#### [PARTS OF THE EXERCISE]
[1] Reproduce the passage of the All-American Muslim commentary below word for word, starting at "All-American Muslim –" and ending at "amongst rank-and-file Muslims.".
[2] Translate this sentence from the All-American Muslim commentary below into Spanish: "Whether or not we’re invited to the party should not have any impact on our authenticity as Muslims."

#### [SOURCE DOCUMENT]
All-American Muslim – Thoughts and Response

The new reality show, All-American Muslim, featured on the TLC channel, has caused something of a stir amongst American Muslims, particularly with Blackamerican Muslims, who continue to feel misrepresented, if not completely excluded from the narrative of Islam in American. While I do sympathize with many of the shows detractors for the obvious and above reasons, I think it’s equally important for Muslim Americans in general, and Blackamerican Muslim in particular, to come to grips with the true realities of piety amongst rank-and-file Muslims.

There is no doubt that All-American Muslim (AAM) is a misrepresentation of Muslim life in America. That Blackamericans as well as South-Asian Americans, Latino-Americans, Turkish-Americans and so many others are absent, is a gross misstep in my estimation of the show’s producers. In fact, I believe much of the backlash from Blackamerican Muslims in particular (having read comments on Facebook and other web sites) can be tied in tandem with the 20/20 exposé on Islam in America (see my posts, Islam: Questions and Answers and Bit Parts). Like AAM, the 20/20 show was woefully absent of any black presence. And given that all recent polls show that Blackamericans comprise at least 30% of the American Muslim population, such ire is not difficult to understand.

Racist or exclusivist accusations aside, I personally feel it is high time for Muslim Americans in general, and certain enclaves within Blackamerican Islam in particular, to come to terms with the nature of on-the-ground realities in terms of atypical religiosity amongst Muslims, Arab, black, or otherwise. Being a Detroit native myself, Dearborn was very much in my backyard, and while I have not had an opportunity to discuss the show with anyone from back home just yet, I can affirm that AAM is no way completely representative of normalized Muslim life in Dearborn. I myself have known very religious and conservative Arab families who are no doubt disgusted to some extent, if not by the show’s participants, certainly in how the show itself attempts to represent all Muslims from Dearborn. One commentator on Facebook wrote,

So what if Dearborn is ‘#1 in population of Muslims in America.’ It doesn’t mean they are a good example of the average Muslim American. I would at least expect them to come to NYC. Philly DC or Chicago!

The above comment shows a heart-felt disgust at the blatant display of “deviant” behavior by Muslims on display for all the world to soak up. While I cannot condone the behavior of the show’s participants, I must concede that their conduct is not so uncommon as many of us (especially conservative Blackamerican Muslims, of whom I can be considered an adherent) would like to believe. Nor is this display of crass behavior exclusively the property of westernized or assimilated Arabs. I cannot recount how many times I have seen (and continue to see) Blackamerican Muslim men in Philadelphia in the company of women who are obviously not their wives or family members. They are so-called halal girlfriends. And this is just the tip of the iceberg with deviant behavior amongst Blackamerican Muslims. So before we loft up stones from our own glass houses, we should perhaps be a bit more honest with the situation at hand.

In a short talk I participated in a few weeks ago, I was asked to speak on the divisions between African and African-American Muslims. In summary, while acknowledging that such divisions do exist, I brought to the surface what I believe to be the crux of the issue: self-validation. It was not so much what African Muslims had done to Blackamerican Muslims per se but rather, so many Blackamerican Muslims continue to embark upon their conception of Islam from a position of low self-esteem. This is why, in my opinion, you still see the majority of Blackamerican Muslims on the East Coast on Friday sporting thobes and other forms of “foreign garb” due in large part to their lack of confidence in their own cultural norms. It is this self-esteem issue that I see resurfacing in the AAM issue. If (Black)American Muslims had more confidence in their own validity as Muslims, then any such displays as are seen on AAM, 20/20, or any other show, would simply be seen in the light of personal malfeasants on the part of those Muslims, and in no way would undermine their own sanctity as Muslims. Whether or not we’re invited to the party should not have any impact on our authenticity as Muslims.

#### [DATA BLOCK]

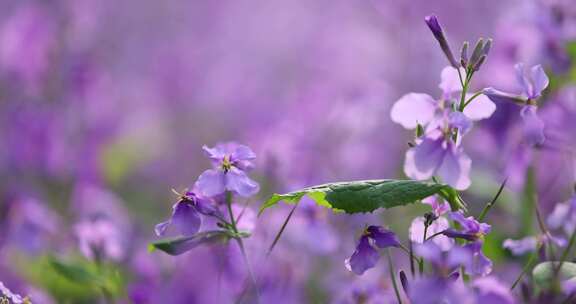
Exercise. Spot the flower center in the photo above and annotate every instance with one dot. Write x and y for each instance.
(226, 163)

#### [FINAL ANSWERS]
[1]
All-American Muslim – Thoughts and Response

The new reality show, All-American Muslim, featured on the TLC channel, has caused something of a stir amongst American Muslims, particularly with Blackamerican Muslims, who continue to feel misrepresented, if not completely excluded from the narrative of Islam in American. While I do sympathize with many of the shows detractors for the obvious and above reasons, I think it’s equally important for Muslim Americans in general, and Blackamerican Muslim in particular, to come to grips with the true realities of piety amongst rank-and-file Muslims.

[2] Que nos inviten o no a la fiesta no debería tener ningún impacto en nuestra autenticidad como musulmanes.